Recently, I was thinking about remote play by sending inputs to a remote computer, and receiving back the screen. Unfortunately, a 1280x640 screen is 3.2mb, and at 60fps, that's 11gb per minute of data.
What's My Data
By the end of this you'll understand the idea that data and context knowledge drives compression. In my case, I want to send over a 1280x640 screen from a video game so I can view it on my local computer. I know that the screen is made up of pixels, and each pixel is 4 bytes, that's red, green, blue, and alpha. This makes one full screen 3,276,800 bytes, a lot to send so quickly. By using what we know about the data, we should be able to get this value down significantly, and enough to be viable over the wire.
Bytes per Frame: 3,276,800 | 3mb
Bytes per Second: 196,608,000 | 196mb
Bytes per Minute: 11,796,480,000 | 11gb
% Saving Since Last Step: 0%
% Saving Total: 0%
Alpha?
Firstly, why do I need the alpha? I know that in all cases alpha will be the full 255 value, because I'm never working with transparency. This means that each pixel is just red, green, and blue, which is 3 bytes. This is a 25% saving.
○ ○ ○ ○
## Goal
Carry on the write-up about shrinking remote-play screen data from its last sentence, in the same voice and format.
○ ○ ○ ○
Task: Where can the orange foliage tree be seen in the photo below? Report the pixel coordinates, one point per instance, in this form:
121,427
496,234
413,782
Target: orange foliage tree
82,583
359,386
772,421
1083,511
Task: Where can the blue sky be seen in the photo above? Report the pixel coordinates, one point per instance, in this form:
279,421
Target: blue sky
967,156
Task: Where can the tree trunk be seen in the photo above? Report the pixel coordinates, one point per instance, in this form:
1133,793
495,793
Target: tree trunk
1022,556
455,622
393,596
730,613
○ ○ ○ ○
## Solved problem
Bytes per Frame: 2,457,600 | 2mb
Bytes per Second: 147,456,000 | 147mb
Bytes per Minute: 8,847,360,000 | 8gb
% Saving Since Last Step: 25%
% Saving Total: 25%
Lower FPS
For the most part, 30fps is more than enough visually as long as the logic of the game still feels like it updates at 60fps. If anything, lowering the visual frame rate will ensure that we're getting smooth frames, even if there are less of them. This halves the number of frames we're sending. There are cases where you don't want to do this, but in my case, where I personally can barely tell the difference, I don't mind cutting the fps to save on data.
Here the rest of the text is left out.